**What you should do:**
Return an exact transcript of the material below from the line containing "Task: place one keypoint on every instance of the wooden" through its final line, and no other lines.

**Records for processing:**

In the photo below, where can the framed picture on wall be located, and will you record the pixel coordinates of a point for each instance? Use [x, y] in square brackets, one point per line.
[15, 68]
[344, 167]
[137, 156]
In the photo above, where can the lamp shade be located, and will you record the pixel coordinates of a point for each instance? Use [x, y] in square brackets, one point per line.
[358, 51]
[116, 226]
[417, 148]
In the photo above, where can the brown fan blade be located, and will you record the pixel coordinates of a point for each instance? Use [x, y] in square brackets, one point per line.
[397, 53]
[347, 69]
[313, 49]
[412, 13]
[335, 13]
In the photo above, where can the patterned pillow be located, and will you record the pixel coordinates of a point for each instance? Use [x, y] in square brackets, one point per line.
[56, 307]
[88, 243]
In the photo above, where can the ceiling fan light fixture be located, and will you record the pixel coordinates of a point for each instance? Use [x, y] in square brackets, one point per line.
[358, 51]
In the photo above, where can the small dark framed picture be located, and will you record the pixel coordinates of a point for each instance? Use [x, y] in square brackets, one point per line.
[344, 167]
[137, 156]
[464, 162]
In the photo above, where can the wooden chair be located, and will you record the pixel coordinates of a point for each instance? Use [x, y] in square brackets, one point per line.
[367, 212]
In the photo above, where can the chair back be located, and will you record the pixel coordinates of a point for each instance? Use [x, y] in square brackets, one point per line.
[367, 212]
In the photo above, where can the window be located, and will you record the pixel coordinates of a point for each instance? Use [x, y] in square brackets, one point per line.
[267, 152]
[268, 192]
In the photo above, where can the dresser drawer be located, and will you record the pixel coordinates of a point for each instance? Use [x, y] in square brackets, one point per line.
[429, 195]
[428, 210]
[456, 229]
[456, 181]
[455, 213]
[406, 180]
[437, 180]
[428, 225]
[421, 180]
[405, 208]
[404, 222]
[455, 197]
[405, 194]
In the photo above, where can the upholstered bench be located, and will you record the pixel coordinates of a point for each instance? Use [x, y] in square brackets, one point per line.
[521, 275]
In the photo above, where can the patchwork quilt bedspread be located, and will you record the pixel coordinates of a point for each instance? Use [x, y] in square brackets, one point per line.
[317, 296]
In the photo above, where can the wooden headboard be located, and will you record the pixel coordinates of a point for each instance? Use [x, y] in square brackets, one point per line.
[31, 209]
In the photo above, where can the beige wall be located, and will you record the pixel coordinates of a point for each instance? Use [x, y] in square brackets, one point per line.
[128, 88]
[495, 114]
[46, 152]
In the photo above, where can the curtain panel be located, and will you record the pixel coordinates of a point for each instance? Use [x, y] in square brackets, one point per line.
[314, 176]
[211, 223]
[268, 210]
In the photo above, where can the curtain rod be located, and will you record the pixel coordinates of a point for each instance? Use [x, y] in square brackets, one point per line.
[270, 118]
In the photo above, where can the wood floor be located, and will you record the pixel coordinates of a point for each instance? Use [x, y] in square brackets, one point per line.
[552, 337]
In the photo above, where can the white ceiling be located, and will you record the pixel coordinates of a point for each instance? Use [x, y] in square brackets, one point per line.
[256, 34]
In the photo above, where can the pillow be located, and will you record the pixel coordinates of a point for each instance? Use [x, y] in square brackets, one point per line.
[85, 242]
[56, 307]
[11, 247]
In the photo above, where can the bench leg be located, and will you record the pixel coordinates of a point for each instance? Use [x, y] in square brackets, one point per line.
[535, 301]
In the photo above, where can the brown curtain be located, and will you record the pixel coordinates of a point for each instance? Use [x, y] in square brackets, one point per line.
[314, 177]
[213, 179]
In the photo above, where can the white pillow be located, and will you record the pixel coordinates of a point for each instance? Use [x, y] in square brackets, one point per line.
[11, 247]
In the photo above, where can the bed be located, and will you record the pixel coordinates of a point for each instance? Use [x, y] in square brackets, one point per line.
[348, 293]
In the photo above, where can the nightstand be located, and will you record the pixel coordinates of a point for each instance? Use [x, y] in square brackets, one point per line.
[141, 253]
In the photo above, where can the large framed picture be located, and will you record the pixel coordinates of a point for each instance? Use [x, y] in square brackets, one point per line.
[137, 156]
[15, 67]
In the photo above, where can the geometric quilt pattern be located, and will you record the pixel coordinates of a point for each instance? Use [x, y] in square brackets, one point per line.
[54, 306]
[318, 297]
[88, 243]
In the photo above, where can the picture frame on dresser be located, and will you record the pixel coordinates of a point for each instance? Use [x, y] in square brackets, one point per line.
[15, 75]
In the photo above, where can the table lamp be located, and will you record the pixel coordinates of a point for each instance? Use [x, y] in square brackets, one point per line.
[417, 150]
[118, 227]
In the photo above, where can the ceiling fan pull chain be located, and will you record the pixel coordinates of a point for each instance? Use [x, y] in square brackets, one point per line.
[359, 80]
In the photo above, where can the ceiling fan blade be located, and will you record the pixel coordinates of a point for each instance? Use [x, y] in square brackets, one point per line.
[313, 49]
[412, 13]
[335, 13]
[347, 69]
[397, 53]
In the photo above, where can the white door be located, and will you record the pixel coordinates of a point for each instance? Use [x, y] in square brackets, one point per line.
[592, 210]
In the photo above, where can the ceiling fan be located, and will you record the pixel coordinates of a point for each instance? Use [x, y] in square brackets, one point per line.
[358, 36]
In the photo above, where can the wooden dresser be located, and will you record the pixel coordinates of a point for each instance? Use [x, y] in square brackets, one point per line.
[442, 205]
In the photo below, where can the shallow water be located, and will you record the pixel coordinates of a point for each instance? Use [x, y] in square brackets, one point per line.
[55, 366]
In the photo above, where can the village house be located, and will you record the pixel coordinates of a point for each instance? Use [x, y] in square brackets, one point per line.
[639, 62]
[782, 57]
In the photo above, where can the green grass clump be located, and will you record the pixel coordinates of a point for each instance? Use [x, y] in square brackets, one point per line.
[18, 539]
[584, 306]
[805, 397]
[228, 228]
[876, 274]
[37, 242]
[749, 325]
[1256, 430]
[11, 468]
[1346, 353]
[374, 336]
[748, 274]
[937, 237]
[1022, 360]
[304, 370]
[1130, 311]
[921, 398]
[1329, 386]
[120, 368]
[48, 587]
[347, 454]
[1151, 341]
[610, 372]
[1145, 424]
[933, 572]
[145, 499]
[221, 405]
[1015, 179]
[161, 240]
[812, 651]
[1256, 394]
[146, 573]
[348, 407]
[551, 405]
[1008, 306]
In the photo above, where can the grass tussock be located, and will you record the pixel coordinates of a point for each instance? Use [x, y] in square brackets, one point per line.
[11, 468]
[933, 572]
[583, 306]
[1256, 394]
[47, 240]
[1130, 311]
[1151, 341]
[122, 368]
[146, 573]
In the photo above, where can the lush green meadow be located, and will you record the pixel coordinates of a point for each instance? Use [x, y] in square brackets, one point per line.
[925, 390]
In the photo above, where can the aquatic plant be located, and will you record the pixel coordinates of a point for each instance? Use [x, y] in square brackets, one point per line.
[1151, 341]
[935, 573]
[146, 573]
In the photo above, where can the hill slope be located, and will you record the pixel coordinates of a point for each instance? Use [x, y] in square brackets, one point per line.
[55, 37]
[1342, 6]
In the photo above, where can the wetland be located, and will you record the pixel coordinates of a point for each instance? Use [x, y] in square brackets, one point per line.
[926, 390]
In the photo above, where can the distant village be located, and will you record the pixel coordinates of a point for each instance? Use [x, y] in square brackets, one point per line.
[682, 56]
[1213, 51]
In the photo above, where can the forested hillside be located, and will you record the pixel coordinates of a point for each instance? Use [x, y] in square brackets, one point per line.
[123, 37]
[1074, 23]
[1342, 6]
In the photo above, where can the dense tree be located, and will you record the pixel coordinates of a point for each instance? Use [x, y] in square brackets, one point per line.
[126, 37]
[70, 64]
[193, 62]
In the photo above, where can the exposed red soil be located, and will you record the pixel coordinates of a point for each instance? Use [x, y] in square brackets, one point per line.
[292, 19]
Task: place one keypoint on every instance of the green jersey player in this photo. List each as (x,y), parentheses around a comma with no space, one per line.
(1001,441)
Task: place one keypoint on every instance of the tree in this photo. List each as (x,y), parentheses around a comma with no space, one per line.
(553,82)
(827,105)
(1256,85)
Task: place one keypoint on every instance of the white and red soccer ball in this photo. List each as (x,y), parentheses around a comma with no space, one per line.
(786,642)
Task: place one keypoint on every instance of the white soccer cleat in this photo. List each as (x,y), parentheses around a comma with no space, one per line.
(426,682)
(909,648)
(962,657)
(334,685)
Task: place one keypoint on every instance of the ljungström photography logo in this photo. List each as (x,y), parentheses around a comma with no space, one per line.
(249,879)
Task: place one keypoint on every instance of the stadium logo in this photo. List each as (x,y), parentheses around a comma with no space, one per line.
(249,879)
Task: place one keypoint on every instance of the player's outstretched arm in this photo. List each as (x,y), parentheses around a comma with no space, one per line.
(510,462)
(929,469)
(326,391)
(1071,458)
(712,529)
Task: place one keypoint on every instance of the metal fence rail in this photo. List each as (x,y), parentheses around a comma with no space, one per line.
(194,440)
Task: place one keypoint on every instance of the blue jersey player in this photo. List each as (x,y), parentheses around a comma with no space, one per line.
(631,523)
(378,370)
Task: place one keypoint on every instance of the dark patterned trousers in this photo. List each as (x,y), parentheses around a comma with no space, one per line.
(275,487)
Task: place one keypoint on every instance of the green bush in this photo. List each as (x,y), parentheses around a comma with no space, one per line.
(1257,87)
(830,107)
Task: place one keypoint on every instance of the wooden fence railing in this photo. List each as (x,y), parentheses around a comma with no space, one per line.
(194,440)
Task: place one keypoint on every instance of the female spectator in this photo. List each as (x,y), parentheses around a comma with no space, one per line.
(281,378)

**Expected answer:**
Task: place one keypoint on every instance of the wooden fence railing in this photo. List each as (x,y), parentheses around a comma with no space, one per line.
(194,440)
Task: place one keypoint on every instance of the female spectator in this photo. List each as (x,y), parentheses around a comma with no space, one per line.
(281,378)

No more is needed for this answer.